Content starts
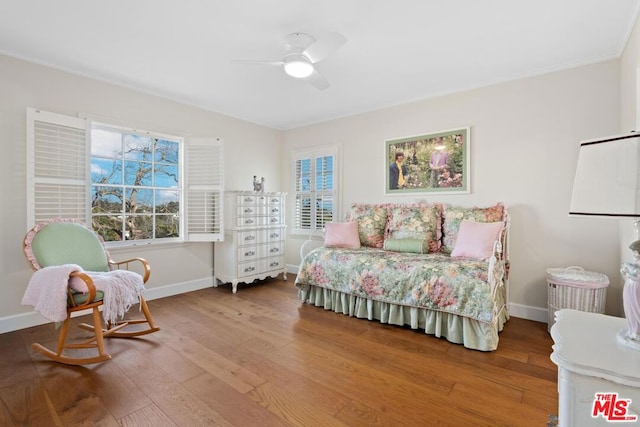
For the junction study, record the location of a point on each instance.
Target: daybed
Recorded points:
(429, 266)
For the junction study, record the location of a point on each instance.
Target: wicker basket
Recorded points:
(575, 288)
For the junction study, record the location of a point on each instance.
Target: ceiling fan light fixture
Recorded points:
(298, 66)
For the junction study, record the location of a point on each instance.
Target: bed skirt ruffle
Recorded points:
(469, 332)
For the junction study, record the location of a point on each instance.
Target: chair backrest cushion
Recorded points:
(69, 243)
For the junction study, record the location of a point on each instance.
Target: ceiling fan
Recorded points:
(302, 52)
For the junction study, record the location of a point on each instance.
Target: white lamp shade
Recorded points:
(607, 181)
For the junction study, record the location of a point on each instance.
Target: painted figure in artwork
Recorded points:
(398, 172)
(258, 184)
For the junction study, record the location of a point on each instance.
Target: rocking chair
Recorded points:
(63, 242)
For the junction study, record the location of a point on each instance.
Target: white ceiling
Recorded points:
(397, 51)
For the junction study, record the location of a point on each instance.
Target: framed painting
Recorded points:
(432, 163)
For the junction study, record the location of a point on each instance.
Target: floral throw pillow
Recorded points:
(453, 217)
(415, 222)
(372, 220)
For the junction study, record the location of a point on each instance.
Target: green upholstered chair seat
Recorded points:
(69, 243)
(80, 298)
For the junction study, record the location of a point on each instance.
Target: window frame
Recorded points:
(201, 169)
(313, 154)
(181, 184)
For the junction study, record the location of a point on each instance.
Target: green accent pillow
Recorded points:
(416, 246)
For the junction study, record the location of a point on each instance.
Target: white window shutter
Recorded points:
(315, 189)
(57, 158)
(204, 175)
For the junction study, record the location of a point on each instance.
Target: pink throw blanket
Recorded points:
(47, 291)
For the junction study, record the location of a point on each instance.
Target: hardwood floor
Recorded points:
(261, 357)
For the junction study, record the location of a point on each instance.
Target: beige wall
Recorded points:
(25, 85)
(524, 143)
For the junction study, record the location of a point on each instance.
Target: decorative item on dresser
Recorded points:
(253, 247)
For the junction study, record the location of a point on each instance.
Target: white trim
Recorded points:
(27, 320)
(536, 314)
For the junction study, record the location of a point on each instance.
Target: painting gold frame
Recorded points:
(437, 162)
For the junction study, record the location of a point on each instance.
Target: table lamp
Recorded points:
(607, 184)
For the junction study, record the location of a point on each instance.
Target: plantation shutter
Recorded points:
(57, 158)
(204, 176)
(315, 189)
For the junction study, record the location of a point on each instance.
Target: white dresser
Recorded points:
(598, 378)
(254, 238)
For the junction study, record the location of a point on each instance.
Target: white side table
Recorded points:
(596, 374)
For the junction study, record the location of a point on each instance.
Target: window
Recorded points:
(132, 186)
(136, 187)
(315, 190)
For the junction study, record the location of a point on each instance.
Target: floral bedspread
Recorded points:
(432, 281)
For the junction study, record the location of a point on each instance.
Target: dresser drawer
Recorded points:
(273, 263)
(248, 210)
(248, 237)
(246, 199)
(247, 253)
(275, 200)
(247, 269)
(247, 221)
(270, 249)
(275, 235)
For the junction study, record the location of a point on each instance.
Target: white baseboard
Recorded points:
(536, 314)
(27, 320)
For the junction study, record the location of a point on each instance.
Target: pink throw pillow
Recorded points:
(341, 235)
(476, 239)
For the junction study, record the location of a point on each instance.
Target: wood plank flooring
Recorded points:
(262, 358)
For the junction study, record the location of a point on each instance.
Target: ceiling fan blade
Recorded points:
(259, 62)
(324, 47)
(317, 80)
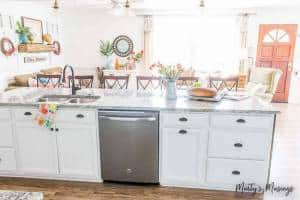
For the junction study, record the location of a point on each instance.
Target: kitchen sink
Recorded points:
(73, 99)
(84, 99)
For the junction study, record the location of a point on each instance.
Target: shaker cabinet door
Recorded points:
(181, 155)
(36, 151)
(77, 151)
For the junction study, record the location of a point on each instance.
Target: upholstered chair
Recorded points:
(263, 82)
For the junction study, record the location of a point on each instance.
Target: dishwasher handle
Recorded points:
(131, 119)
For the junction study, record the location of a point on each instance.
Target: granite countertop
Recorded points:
(134, 100)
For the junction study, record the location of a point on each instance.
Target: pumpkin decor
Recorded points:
(7, 46)
(57, 48)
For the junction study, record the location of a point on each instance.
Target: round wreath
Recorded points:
(57, 49)
(7, 46)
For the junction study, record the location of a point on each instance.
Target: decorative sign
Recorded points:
(34, 59)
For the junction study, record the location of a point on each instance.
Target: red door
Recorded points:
(276, 44)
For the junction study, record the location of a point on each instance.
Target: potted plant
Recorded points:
(106, 50)
(23, 32)
(170, 73)
(133, 59)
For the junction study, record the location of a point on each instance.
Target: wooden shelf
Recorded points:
Content ends
**WORK INSTRUCTIONS**
What is needed is a verbatim transcription of the records, minus the pictures.

**TASK RESULT**
For the junction study, record the location of a point on each instance.
Target: daybed
Recorded points:
(429, 266)
For the junction study, record the location of a point on each instance.
Target: wicker basket
Recorded points:
(575, 288)
For the junction study, record the location of a point on each instance.
Target: ceiling fan light fixture
Recorded points:
(298, 66)
For the junction study, record the location of a point on each instance.
Target: bed skirt ruffle
Recorded points:
(469, 332)
For the junction study, record the location of a point on each instance.
Target: chair backrest cushion
Recorded points:
(69, 243)
For the junction study, record the location of a point on each instance.
Target: ceiling fan
Recorded points:
(302, 52)
For the junction study, record the location of a point on each instance.
Target: white lamp shade
Recorded points:
(607, 181)
For the junction study, record the location of a point on each instance.
Target: painted figure in artwork
Recorded points:
(398, 172)
(258, 184)
For the junction study, record the location of a point on each instance.
Target: rocking chair
Recorded points:
(63, 242)
For the junction study, record the location of a point on each instance.
Target: white ceiling
Recorded points:
(397, 51)
For the junction study, record the location of a point on each instance.
Target: framed painting
Recorded points:
(432, 163)
For the junction study, record the location of a point on each instance.
Target: floral throw pillow
Recorded points:
(453, 217)
(415, 222)
(372, 220)
For the junction study, record the location of a point on each instance.
Target: green upholstered chair seat
Recorded points:
(69, 243)
(80, 298)
For the junction study, record the location of a point on each instance.
Target: window frame
Recorded points:
(201, 169)
(313, 154)
(181, 184)
For the junction study, record the location of a point on each instance.
Target: green accent pillow
Recorded points:
(416, 246)
For the junction study, record the location of a point on each instance.
Target: white window shutter
Recorded points:
(315, 189)
(57, 158)
(204, 175)
For the junction study, record the location of a point on each instance.
Target: pink throw blanket
Recorded points:
(47, 291)
For the junction study, record the location of a point on each instance.
Target: hardwood floor
Recorded points:
(261, 357)
For the junction study, record the location of a point on each instance.
Target: beige wall
Recorded points:
(25, 85)
(524, 143)
For the junction study, record the location of a point on each instance.
Target: decorative item on dresser
Recorded points:
(253, 247)
For the junction study, record the location of a point on each instance.
Target: white trim
Recorded points:
(27, 320)
(536, 314)
For the junction study, record the location of a point on each instance.
Target: painting gold frame
Recorded points:
(437, 162)
For the junction study, record the location of a point on each instance.
Target: table lamp
Recorded points:
(607, 184)
For the junction study, record the location of a point on each instance.
Target: plantation shutter
Recorded points:
(57, 158)
(204, 176)
(315, 189)
For the junction study, record the location of a point on each instance.
Target: white dresser
Recorded points:
(598, 378)
(254, 238)
For the junction study, record the location of a point on each instance.
Target: white side table
Recorded points:
(596, 374)
For the junction study, record the location of a point on each instance.
Target: window
Recorded points:
(132, 186)
(136, 187)
(315, 190)
For the junction study, record the location of a point on each instance.
Target: floral bedspread
Recorded points:
(432, 281)
For the junction study, record the location of a point on each instance.
Target: dresser drawer
Recorded points:
(273, 263)
(248, 210)
(248, 237)
(246, 199)
(247, 253)
(275, 200)
(247, 269)
(247, 221)
(270, 249)
(275, 235)
For the junction study, record the location of a point on each instance.
Target: white baseboard
Recorded points:
(536, 314)
(27, 320)
For the junction study, record the location of a point on each instance.
Target: pink throw pillow
Recorded points:
(341, 235)
(476, 239)
For the junction study, record the location of a point on each instance.
Target: wood plank flooring
Recorded points:
(262, 358)
For the junction study, record the location of a point on each instance.
Target: ceiling fan blade
Recorded points:
(259, 62)
(324, 47)
(317, 80)
For the junction study, record the location of a point on each instance.
Target: kitchen sink
Recorded points:
(73, 99)
(84, 99)
For the junction study, record the location of a point on each instance.
Target: shaker cabinet door
Recorded points:
(181, 155)
(36, 151)
(77, 151)
For the junction study, record the location of a point on each instance.
Target: upholstered chair
Recorded points:
(263, 82)
For the junction study, record the location of a point on each instance.
Target: dishwasher handle
Recorded points:
(131, 119)
For the junction study, record the location of a point on each instance.
Target: granite countertop
Recorded points:
(134, 100)
For the junction study, record the location of a point on each instance.
Target: pumpkin decor
Recorded points:
(7, 46)
(57, 48)
For the junction study, record the location of a point on each instance.
Target: round wreath
Recorded points:
(57, 49)
(7, 46)
For the junction study, record the location of a point on each instance.
Target: decorative sign
Recorded points:
(34, 59)
For the junction study, record the location of a point on each instance.
Target: red door
Recorded points:
(276, 44)
For the junction study, record the location of a point on each instance.
Target: potted plant
Recorded points:
(106, 50)
(23, 32)
(170, 73)
(133, 59)
For the junction study, record the location of a point on each instance.
Target: wooden shelf
Recorded points:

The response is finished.